What is required: Count the lines in the listing below that contain the string "black". Give only the number.

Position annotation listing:
· · · ·

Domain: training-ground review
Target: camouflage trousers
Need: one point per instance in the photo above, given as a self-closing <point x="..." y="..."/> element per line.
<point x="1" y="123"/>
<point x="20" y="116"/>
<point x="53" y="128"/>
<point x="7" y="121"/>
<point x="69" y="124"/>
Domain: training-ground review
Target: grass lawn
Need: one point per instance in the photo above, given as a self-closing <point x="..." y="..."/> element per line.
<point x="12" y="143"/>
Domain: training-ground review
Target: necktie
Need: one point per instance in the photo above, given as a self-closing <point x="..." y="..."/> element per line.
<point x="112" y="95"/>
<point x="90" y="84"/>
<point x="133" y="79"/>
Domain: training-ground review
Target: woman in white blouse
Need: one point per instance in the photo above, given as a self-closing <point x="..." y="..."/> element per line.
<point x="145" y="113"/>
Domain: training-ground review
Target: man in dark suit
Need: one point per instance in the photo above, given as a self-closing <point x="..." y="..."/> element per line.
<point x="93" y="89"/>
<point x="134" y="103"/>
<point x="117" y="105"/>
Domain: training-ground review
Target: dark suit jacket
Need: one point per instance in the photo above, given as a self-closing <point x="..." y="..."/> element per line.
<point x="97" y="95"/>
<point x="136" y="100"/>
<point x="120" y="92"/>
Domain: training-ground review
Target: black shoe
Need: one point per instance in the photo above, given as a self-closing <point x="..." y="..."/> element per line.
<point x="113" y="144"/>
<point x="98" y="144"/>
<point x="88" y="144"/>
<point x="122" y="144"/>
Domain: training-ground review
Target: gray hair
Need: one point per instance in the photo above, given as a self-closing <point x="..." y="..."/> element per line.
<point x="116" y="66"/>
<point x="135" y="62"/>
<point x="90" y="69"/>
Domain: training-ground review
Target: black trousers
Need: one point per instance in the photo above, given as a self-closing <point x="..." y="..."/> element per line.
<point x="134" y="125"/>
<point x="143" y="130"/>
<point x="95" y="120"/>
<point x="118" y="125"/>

· · · ·

Task output: 2